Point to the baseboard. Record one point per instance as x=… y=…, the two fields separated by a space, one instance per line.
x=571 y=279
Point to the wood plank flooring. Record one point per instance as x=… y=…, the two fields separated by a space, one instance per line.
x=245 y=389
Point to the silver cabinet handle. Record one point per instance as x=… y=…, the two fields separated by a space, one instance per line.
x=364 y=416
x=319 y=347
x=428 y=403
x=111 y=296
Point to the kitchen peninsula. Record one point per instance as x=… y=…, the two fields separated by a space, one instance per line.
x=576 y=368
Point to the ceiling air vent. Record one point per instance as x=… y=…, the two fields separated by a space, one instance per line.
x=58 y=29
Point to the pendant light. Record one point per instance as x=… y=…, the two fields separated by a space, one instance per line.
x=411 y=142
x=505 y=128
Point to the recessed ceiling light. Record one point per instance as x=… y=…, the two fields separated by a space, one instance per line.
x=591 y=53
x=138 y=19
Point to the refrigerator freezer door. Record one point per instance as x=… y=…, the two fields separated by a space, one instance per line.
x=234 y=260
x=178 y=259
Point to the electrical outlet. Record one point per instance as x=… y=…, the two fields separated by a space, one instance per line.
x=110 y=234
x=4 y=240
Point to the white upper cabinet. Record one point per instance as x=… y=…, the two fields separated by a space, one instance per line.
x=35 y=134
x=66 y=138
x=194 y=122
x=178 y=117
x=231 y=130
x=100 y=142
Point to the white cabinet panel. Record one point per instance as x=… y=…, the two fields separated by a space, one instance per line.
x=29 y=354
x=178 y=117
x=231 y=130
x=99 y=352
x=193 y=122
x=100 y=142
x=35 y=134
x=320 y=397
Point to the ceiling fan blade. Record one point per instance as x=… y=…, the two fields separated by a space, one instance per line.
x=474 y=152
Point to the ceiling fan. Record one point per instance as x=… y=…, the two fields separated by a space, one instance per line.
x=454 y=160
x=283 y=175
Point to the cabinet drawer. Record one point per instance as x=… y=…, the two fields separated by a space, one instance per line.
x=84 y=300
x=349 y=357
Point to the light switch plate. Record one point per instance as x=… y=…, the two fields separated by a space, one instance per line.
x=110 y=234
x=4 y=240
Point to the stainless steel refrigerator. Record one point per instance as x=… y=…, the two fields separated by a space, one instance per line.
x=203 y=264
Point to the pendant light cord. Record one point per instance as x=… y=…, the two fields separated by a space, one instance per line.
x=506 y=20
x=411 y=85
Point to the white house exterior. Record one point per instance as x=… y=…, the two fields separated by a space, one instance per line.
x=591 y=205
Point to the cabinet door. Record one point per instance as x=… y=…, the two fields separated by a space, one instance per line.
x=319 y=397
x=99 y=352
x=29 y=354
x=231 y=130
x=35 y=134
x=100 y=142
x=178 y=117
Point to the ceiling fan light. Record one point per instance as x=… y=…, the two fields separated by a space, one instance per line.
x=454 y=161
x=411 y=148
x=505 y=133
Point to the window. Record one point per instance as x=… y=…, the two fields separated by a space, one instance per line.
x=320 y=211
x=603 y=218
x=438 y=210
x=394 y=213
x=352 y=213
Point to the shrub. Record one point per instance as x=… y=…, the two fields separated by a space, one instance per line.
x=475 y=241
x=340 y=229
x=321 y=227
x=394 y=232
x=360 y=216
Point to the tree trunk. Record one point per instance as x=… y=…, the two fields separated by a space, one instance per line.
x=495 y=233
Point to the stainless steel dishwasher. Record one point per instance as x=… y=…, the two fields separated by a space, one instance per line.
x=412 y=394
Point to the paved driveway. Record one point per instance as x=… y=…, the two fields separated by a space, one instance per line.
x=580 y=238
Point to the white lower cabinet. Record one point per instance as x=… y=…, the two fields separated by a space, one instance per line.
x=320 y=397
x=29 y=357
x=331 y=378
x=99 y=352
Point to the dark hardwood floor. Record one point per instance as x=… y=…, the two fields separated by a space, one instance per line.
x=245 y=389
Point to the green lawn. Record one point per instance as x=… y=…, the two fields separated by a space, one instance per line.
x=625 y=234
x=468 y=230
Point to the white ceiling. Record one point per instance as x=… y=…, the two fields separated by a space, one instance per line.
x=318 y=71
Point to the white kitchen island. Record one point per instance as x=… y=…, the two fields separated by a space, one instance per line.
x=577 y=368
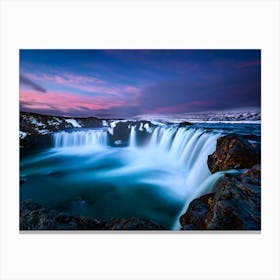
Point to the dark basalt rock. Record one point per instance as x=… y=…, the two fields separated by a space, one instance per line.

=======

Copy the lines from the one containing "Point to the green" through the end of the material, putting "off-white" wherever "white" appears and changing nothing else. Leave the picture out.

> **Correct result**:
Point to the green lawn. Record one point per instance as x=… y=…, the two fields separated by a space, one instance per line.
x=625 y=234
x=468 y=230
Point to the off-white ceiling. Record one point per instance as x=… y=…, the two fields separated by a space, one instance per line.
x=318 y=71
Point to the off-white kitchen island. Record one point per instance as x=… y=…, the two fields separated by a space, one instance per line.
x=577 y=368
Point to the dark basalt rock. Record one point per instance as x=… y=…, the two fields separated by a space, one instance per line.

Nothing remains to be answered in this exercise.